[GIVEN PASSAGE]
※

In the published portion of this decision, we address the primary issue in this appeal—whether a trust deed securing a promissory note issued in connection with a family law judgment may expire under provisions of the Marketable Record Title Act (MRTA; Civ. Code, § 880.020 et seq.) despite Family Code section 291, which provides that a family law judgment is enforceable until paid in full. Appellant Betty Louise Stein argues the trial court erred in ruling that she could not enforce the trust deed under the MRTA after more than 10 years had elapsed since the note secured by the trust deed had matured. She contends that the purpose of the Family Code is thwarted by allowing the security for the family law judgment to expire under the MRTA.
We conclude that the trial court properly harmonized the Family Code provision and the MRTA by holding that the debt evidenced by the note and secured by the deed of trust is still owed even though the note had expired under the MRTA and the deed of trust was no longer enforceable. We also reject respondent Wayne Robert Schelb's argument that the family law judgment should not be enforced under the terms of Family Code section 4, subdivision (h).

※

[EXTRACTED DATA]
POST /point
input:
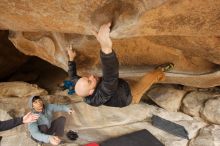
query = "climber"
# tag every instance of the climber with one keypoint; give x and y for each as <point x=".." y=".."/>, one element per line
<point x="9" y="124"/>
<point x="110" y="90"/>
<point x="44" y="130"/>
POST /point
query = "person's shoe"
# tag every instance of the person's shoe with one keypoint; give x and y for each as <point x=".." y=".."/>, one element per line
<point x="166" y="67"/>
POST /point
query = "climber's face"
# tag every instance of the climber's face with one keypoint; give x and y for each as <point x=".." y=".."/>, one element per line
<point x="85" y="86"/>
<point x="38" y="105"/>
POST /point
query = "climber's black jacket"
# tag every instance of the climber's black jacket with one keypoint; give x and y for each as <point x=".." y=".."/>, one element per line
<point x="111" y="90"/>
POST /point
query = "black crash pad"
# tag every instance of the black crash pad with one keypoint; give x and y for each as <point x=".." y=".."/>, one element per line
<point x="169" y="127"/>
<point x="138" y="138"/>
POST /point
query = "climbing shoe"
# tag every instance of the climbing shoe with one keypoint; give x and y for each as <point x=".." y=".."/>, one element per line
<point x="166" y="67"/>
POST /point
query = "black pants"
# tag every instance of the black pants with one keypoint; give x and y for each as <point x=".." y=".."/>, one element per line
<point x="56" y="128"/>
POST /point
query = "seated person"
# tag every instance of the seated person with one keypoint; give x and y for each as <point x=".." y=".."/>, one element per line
<point x="9" y="124"/>
<point x="44" y="129"/>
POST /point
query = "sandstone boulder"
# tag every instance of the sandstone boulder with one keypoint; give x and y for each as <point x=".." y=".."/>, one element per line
<point x="168" y="98"/>
<point x="193" y="102"/>
<point x="208" y="136"/>
<point x="211" y="110"/>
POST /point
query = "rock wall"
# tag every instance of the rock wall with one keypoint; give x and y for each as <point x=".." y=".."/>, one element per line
<point x="145" y="33"/>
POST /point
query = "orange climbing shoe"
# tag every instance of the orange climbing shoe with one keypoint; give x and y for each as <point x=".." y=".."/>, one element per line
<point x="166" y="67"/>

※

Can you update the passage on the trust deed appeal, everything from "We conclude that" down to "4, subdivision (h).", putting "appellee" wherever it says "respondent"? Rely on the passage alone.

[FINAL ANSWER]
We conclude that the trial court properly harmonized the Family Code provision and the MRTA by holding that the debt evidenced by the note and secured by the deed of trust is still owed even though the note had expired under the MRTA and the deed of trust was no longer enforceable. We also reject appellee Wayne Robert Schelb's argument that the family law judgment should not be enforced under the terms of Family Code section 4, subdivision (h).